— EXERCISE PROMPT —
Beneath this line are the data; copy exactly the part of them that opens with the line containing "415L360 390L309 393L246" and closes with the line containing "positive clicks: (623, 310)", and only that part.
• • •
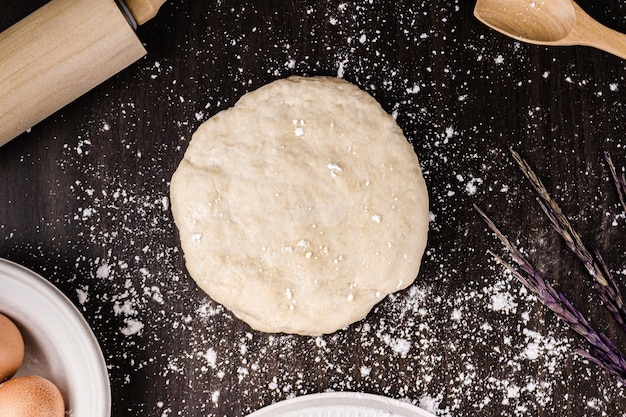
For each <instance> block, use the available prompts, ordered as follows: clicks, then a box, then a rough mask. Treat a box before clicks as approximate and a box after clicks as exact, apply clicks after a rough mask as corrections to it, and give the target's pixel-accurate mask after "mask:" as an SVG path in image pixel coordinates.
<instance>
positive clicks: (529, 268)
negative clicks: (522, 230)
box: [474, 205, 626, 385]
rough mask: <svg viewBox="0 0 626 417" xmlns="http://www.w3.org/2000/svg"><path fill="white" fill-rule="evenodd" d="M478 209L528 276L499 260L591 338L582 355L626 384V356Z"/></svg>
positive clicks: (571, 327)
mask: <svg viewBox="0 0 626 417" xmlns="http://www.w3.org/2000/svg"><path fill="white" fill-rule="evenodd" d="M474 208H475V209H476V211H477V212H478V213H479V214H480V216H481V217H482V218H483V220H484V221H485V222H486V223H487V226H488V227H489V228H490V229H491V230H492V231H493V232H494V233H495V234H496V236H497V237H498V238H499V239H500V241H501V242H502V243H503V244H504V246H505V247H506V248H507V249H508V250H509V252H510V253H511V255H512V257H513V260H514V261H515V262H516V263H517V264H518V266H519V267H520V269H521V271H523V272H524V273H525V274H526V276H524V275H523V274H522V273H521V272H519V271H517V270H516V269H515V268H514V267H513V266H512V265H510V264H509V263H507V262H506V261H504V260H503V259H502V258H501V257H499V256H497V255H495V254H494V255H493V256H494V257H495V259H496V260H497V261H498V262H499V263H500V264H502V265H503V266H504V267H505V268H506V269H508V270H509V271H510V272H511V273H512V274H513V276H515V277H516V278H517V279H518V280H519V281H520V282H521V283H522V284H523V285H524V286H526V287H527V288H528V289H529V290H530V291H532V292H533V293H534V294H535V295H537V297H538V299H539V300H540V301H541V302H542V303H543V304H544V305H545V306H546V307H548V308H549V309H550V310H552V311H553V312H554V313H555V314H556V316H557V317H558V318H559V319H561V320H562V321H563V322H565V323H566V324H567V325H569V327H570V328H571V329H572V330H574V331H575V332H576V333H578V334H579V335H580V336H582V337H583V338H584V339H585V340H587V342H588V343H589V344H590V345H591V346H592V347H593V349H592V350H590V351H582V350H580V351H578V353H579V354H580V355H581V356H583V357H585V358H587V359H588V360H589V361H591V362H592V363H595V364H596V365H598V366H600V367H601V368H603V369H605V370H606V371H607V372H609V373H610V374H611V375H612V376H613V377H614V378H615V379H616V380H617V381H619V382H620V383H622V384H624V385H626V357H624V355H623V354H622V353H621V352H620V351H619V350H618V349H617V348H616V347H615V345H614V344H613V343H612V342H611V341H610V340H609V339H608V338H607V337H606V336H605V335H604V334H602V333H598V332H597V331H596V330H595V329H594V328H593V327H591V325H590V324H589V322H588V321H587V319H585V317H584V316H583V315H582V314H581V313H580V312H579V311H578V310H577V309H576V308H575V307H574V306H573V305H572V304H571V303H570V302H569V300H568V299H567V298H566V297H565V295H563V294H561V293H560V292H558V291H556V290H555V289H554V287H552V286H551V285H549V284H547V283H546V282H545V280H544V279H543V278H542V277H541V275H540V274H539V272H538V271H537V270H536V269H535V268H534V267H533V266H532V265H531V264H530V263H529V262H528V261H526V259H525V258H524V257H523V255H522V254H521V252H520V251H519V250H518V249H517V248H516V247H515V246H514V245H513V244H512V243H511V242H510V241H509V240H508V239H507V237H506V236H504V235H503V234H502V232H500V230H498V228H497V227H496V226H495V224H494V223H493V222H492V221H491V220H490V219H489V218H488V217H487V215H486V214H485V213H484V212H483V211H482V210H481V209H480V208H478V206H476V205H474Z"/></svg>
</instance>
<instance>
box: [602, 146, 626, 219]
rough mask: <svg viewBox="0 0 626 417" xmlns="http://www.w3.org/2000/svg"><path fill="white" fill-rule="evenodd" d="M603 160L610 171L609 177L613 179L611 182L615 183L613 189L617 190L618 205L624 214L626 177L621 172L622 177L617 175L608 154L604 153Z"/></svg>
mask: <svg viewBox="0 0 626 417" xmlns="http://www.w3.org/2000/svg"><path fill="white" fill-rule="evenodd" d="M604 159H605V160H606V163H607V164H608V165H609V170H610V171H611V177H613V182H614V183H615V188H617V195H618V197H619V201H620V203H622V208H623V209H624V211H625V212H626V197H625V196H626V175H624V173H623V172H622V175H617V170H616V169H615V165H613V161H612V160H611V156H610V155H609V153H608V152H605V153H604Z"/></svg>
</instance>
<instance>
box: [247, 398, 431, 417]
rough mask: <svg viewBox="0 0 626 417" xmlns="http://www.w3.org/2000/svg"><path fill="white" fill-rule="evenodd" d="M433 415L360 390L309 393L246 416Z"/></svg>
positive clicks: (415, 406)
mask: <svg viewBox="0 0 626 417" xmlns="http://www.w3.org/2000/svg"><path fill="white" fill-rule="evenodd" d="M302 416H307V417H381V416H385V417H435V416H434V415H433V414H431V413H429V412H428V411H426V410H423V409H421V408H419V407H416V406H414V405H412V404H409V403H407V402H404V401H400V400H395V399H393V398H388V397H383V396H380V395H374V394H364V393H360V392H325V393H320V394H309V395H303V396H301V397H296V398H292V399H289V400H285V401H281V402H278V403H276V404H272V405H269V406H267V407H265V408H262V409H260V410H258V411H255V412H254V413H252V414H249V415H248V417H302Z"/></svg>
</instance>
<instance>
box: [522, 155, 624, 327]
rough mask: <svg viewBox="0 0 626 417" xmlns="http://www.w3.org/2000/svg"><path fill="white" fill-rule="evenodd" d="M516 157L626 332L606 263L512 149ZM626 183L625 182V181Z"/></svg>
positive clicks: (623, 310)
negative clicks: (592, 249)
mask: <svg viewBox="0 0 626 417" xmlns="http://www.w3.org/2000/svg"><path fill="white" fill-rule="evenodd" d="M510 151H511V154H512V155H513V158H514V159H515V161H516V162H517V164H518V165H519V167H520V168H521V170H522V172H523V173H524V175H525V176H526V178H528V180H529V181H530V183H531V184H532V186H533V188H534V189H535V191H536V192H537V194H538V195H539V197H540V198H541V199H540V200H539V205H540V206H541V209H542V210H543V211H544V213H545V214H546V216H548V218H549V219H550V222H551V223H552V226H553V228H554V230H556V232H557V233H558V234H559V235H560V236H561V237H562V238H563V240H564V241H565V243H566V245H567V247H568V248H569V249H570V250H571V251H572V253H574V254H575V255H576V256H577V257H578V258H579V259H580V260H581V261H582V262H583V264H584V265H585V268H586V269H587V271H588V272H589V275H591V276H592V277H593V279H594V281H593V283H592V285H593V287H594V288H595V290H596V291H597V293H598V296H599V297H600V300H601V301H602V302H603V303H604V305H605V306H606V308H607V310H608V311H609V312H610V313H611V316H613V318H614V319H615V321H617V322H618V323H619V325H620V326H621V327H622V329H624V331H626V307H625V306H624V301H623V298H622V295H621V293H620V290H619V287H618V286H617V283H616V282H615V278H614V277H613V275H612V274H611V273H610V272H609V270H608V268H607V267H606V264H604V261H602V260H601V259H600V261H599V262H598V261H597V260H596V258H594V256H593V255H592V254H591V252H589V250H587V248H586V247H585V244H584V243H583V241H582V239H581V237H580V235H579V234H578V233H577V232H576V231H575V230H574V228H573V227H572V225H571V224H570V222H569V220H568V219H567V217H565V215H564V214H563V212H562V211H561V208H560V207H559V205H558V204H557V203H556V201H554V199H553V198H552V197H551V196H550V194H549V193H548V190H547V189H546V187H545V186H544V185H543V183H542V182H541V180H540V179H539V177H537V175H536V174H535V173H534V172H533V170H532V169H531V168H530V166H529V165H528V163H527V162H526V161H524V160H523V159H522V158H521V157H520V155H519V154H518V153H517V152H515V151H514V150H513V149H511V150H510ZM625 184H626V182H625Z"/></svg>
• • •
— YOUR SOLUTION —
rough mask: <svg viewBox="0 0 626 417" xmlns="http://www.w3.org/2000/svg"><path fill="white" fill-rule="evenodd" d="M433 415L360 390L309 393L246 416Z"/></svg>
positive clicks: (415, 406)
mask: <svg viewBox="0 0 626 417" xmlns="http://www.w3.org/2000/svg"><path fill="white" fill-rule="evenodd" d="M302 416H307V417H381V416H385V417H435V416H434V415H433V414H431V413H429V412H428V411H426V410H423V409H421V408H419V407H416V406H414V405H412V404H409V403H407V402H404V401H400V400H395V399H393V398H388V397H383V396H380V395H374V394H364V393H360V392H325V393H320V394H309V395H303V396H301V397H296V398H292V399H289V400H285V401H281V402H278V403H276V404H272V405H269V406H267V407H265V408H262V409H260V410H258V411H255V412H254V413H252V414H249V415H248V417H302Z"/></svg>
</instance>
<instance>
box: [522, 155, 624, 327]
rough mask: <svg viewBox="0 0 626 417" xmlns="http://www.w3.org/2000/svg"><path fill="white" fill-rule="evenodd" d="M516 157L626 332L606 263L512 149ZM626 183L625 182V181Z"/></svg>
positive clicks: (623, 310)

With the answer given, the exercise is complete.